Return every one of the following rows verbatim, with no changes of any kind.
□ □ □ □ □
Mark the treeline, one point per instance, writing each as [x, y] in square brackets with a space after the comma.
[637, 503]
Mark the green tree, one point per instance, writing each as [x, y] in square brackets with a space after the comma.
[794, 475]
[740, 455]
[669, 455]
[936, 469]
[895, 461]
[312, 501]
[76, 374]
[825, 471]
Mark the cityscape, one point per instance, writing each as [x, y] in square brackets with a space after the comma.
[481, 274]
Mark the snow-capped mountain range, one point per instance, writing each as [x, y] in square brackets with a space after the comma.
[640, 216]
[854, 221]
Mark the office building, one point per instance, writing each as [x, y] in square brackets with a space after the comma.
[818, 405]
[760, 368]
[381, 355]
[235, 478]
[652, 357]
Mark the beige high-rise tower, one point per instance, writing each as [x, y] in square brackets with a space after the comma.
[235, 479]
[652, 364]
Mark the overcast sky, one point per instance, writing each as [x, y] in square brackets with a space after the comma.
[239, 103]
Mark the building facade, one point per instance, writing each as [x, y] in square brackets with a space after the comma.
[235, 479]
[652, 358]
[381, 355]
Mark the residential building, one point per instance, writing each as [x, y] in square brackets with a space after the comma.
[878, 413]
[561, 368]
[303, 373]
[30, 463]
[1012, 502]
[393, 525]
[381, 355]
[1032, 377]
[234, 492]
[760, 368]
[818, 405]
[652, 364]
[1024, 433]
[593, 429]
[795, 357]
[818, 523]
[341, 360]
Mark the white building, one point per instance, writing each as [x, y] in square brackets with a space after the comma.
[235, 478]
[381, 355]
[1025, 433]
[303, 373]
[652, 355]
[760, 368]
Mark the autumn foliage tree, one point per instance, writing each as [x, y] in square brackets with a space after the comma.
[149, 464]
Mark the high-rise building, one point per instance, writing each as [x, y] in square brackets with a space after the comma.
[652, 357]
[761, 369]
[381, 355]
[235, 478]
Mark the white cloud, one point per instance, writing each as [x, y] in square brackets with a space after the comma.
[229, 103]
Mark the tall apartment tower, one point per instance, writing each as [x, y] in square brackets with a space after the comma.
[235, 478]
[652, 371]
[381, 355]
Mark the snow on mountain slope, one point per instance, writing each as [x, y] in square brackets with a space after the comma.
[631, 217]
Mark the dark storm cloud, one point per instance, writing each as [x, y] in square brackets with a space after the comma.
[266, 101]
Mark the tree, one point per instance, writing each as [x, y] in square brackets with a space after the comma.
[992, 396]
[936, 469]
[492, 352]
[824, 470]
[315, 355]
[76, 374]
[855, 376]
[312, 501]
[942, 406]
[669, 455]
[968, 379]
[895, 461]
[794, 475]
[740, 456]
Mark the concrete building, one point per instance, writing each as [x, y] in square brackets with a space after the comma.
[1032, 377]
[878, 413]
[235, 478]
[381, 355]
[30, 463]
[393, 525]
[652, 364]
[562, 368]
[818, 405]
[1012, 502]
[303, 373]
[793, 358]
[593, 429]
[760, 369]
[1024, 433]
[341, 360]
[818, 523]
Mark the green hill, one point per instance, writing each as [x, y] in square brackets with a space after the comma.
□ □ □ □ □
• [Exercise result]
Mark the treeline, one point per instance, writing each as [x, y] in square brackets with a space after the comma.
[637, 503]
Mark the green tree, one point per instance, writing each as [x, y] in square brackets with a space after the comma.
[794, 475]
[740, 455]
[669, 455]
[936, 469]
[895, 461]
[312, 501]
[76, 374]
[825, 471]
Mark the cityscape, one point per instance, writing each as [x, y] in square brackets with a space after the comma.
[481, 274]
Mark the snow-capped mountain range, one point per instance, writing each as [x, y] in square brackets with a space after the comma.
[640, 216]
[854, 221]
Mark the office building, one point per instance, writing each as [x, y] in square brackets with a space after the comma.
[818, 405]
[760, 368]
[381, 355]
[235, 478]
[652, 357]
Mark the beige high-rise tower, one point per instance, writing each as [x, y] in square brackets with a space after the comma.
[235, 479]
[652, 364]
Mark the overcast sky, one point per instance, writing each as [x, y] in square brackets with a space after the comma.
[239, 103]
Mark the building facade, one point per instance, writing each as [x, y] in square brackets with a space after the comma.
[235, 479]
[652, 358]
[381, 355]
Mark the residential building, one point per instance, writing each as [x, y] in square brackets with a space after the comma.
[878, 413]
[561, 368]
[303, 373]
[30, 463]
[1012, 502]
[393, 525]
[381, 355]
[1032, 377]
[234, 492]
[760, 368]
[818, 405]
[652, 364]
[1024, 433]
[593, 429]
[795, 357]
[818, 523]
[341, 360]
Mark the white building, one point per instance, writing each as [x, y] in square brackets with a space after the comma.
[235, 478]
[381, 355]
[1025, 433]
[303, 373]
[652, 355]
[760, 368]
Mark the autumn foliage tree, one point per instance, writing each as [x, y] in square brackets with a space after the comma.
[149, 464]
Mark the high-rise building, one point per instance, writing each as [x, y] in square brackets with a space after the comma.
[652, 357]
[761, 369]
[381, 355]
[235, 478]
Mark the white cloud, one point per instance, writing each as [x, y] in square brackets with a space after the comma.
[229, 103]
Mark the tall apartment tower, one point per instance, writing each as [x, y] in square brackets with a space after the comma.
[235, 478]
[652, 371]
[381, 355]
Mark the snow on mountain slope, one point per instance, writing each as [x, y] in square brackets with a space after the comma.
[631, 217]
Mark the dark storm cloud, one point per instance, writing each as [x, y] in square brackets with a space after the comma.
[266, 101]
Mark the tree, one point per instance, writing each as [x, y] in square brackets with a space after the comma.
[992, 396]
[936, 469]
[492, 352]
[824, 470]
[315, 355]
[76, 374]
[855, 376]
[312, 501]
[942, 406]
[669, 455]
[968, 379]
[895, 461]
[794, 475]
[740, 456]
Mark the concrete building, one point per instance, writing each as [x, y] in square brackets with a space after the comma.
[1032, 377]
[878, 413]
[235, 478]
[381, 355]
[30, 463]
[393, 525]
[652, 364]
[562, 368]
[818, 405]
[1012, 502]
[303, 373]
[793, 358]
[593, 429]
[760, 369]
[1024, 433]
[341, 360]
[818, 523]
Mark the green hill, one point per instance, writing each as [x, y] in square brackets with a space after the comma.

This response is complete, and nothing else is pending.